**ВЫБРАННЫЙ ОТРЫВОК**
Дабы ее вскрыть, необходимо “познать мир в целом через особый случай – наш маленький мексиканский мир”, т.е. “все наше мышление должно исходить из признания того, что мы – мексиканцы и что мы должны видеть мир с единственной точки зрения, являющейся результатом нашего положения в нем.

Отсюда задача истории философии – сформировать национальное видение и тем самым “определить собственную судьбу во взаимоотношении со всем человечеством”. В этом случае национальная история философии ориентируется на собственную логику развития, а не только на “мировые образцы” и “общепризнанные авторитеты” европейской мысли, но в обязательном порядке требует выражения культурно-ментального своеобразия мысли и учёта социальных контекстов (критерий – способность философа побуждать сознание общества, предложить основания для социокультурной рефлексии) – “по-настоящему значимо в нашей истории философии то, что она заставляет понять, какие идеи и учения и каким образом способствовали формированию нашей личности и нашей национальной культуры, какие философские идеи усваивались, превращаясь в жизненные элементы нашего мексиканского существования”.

**ИЗВЛЕЧЁННЫЕ ДАННЫЕ**
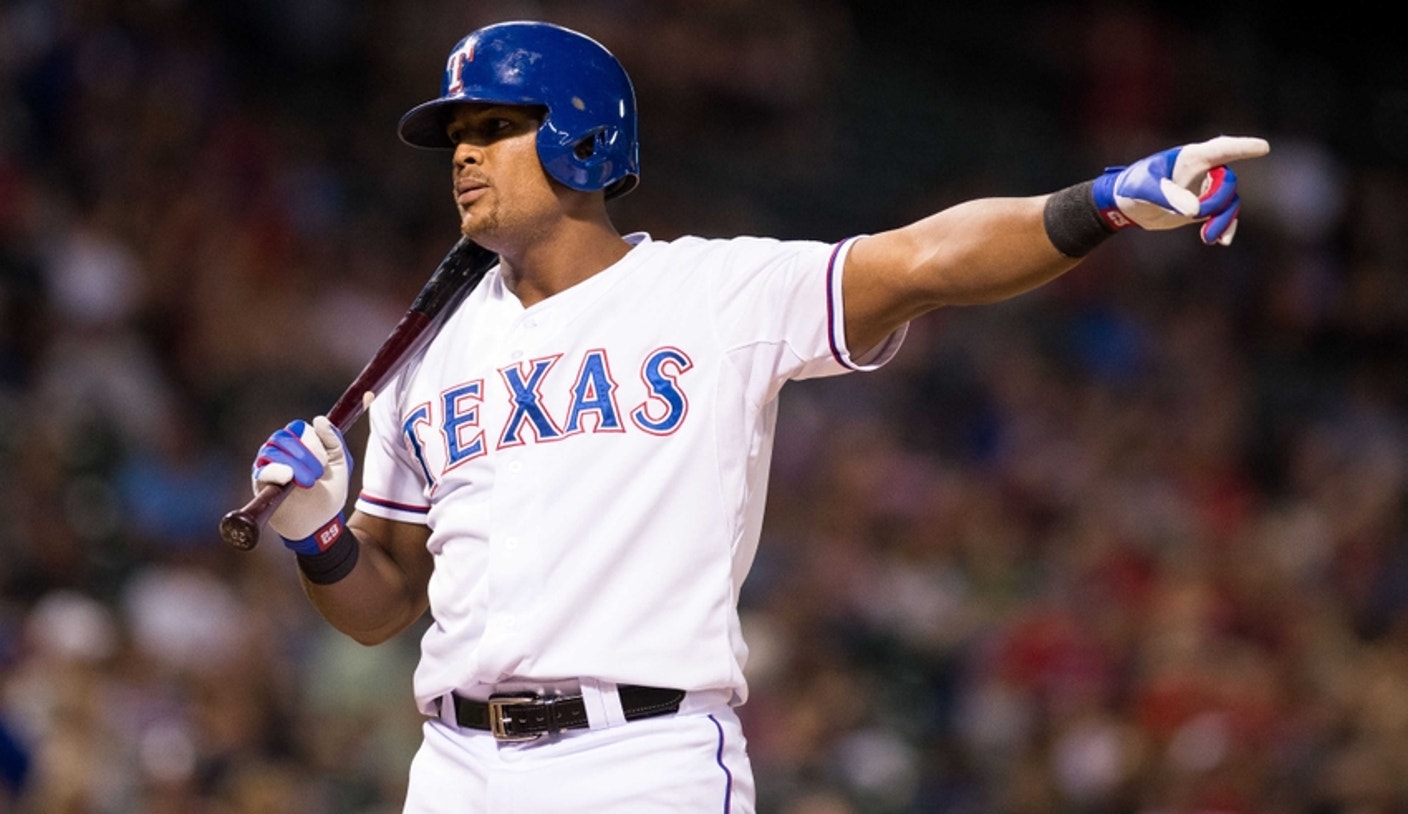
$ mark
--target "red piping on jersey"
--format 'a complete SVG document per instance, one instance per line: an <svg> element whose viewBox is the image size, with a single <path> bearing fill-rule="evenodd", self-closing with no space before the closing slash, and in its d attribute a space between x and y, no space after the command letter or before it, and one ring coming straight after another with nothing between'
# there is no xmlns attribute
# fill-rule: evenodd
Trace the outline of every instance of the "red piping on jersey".
<svg viewBox="0 0 1408 814"><path fill-rule="evenodd" d="M394 500L387 500L384 497L376 497L375 494L362 493L360 500L370 503L372 506L380 506L382 508L393 508L396 511L411 511L415 514L429 514L429 506L411 506L408 503L396 503Z"/></svg>
<svg viewBox="0 0 1408 814"><path fill-rule="evenodd" d="M860 368L846 359L845 353L841 352L841 344L836 342L836 287L834 277L836 276L836 258L841 256L841 246L843 245L846 245L846 241L836 244L836 248L831 249L831 259L826 261L826 342L831 345L831 355L836 362L852 370L859 370Z"/></svg>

**ЧТО ТРЕБУЕТСЯ**
Перепишите без изменений часть отрывка о мексиканской истории философии от «Дабы ее вскрыть, необходимо» до «положения в нем.».

**ПОЛЕ ОТВЕТА**
Дабы ее вскрыть, необходимо “познать мир в целом через особый случай – наш маленький мексиканский мир”, т.е. “все наше мышление должно исходить из признания того, что мы – мексиканцы и что мы должны видеть мир с единственной точки зрения, являющейся результатом нашего положения в нем.